Work instructions: Please copy out the following passage on V-SIR and SCD correlations word for word.

Text segment:
# # # # # # #

Table 2 shows the correlations between the PANSS items and the V-SIR and SCD scores. Although the coefficients for the V-SIR corresponded to small or medium effect sizes (Cohen, 1988), some reached the 0.001 significance level, including “conceptual disorganization,” “difficulties of abstract thinking,” and “apathy/social withdrawal.” The SCD was significantly correlated with “Blunted affect,” “Poor rapport,” “Emotional withdrawal,” “Disturbance of volition,” and “Lack of judgment.”

Relationship of V-SIR and SCD Items with Quality of Life Scores

When correlation analyses with a 0.001 threshold were applied to S-QoL total scores and subscales, no significant correlations were revealed with either V-SIR or SCD scores. To avoid running the risk of a type I error due to multiple correlations, we report only a trend toward a negative correlation between V-SIR and “psychological well-being” (r = −0.14; P < 0.05).

An item-by-item analysis did not reveal significant correlations, except with the S-QoL item, “I have difficulties expressing my feelings,” which was correlated with V-SIR (r = −0.24; P < 0.001). This negative correlation, due to the scoring procedure, indicated that greater ToM deficits may lead to the report of greater difficulties in expressing one’s own emotions.

# # # # # # #

Given material:

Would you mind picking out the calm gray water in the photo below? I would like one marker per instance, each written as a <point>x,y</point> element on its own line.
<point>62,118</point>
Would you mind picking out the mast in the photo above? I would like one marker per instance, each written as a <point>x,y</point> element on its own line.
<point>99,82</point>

# # # # # # #

Answer below:
Table 2 shows the correlations between the PANSS items and the V-SIR and SCD scores. Although the coefficients for the V-SIR corresponded to small or medium effect sizes (Cohen, 1988), some reached the 0.001 significance level, including “conceptual disorganization,” “difficulties of abstract thinking,” and “apathy/social withdrawal.” The SCD was significantly correlated with “Blunted affect,” “Poor rapport,” “Emotional withdrawal,” “Disturbance of volition,” and “Lack of judgment.”

Relationship of V-SIR and SCD Items with Quality of Life Scores

When correlation analyses with a 0.001 threshold were applied to S-QoL total scores and subscales, no significant correlations were revealed with either V-SIR or SCD scores. To avoid running the risk of a type I error due to multiple correlations, we report only a trend toward a negative correlation between V-SIR and “psychological well-being” (r = −0.14; P < 0.05).

An item-by-item analysis did not reveal significant correlations, except with the S-QoL item, “I have difficulties expressing my feelings,” which was correlated with V-SIR (r = −0.24; P < 0.001). This negative correlation, due to the scoring procedure, indicated that greater ToM deficits may lead to the report of greater difficulties in expressing one’s own emotions.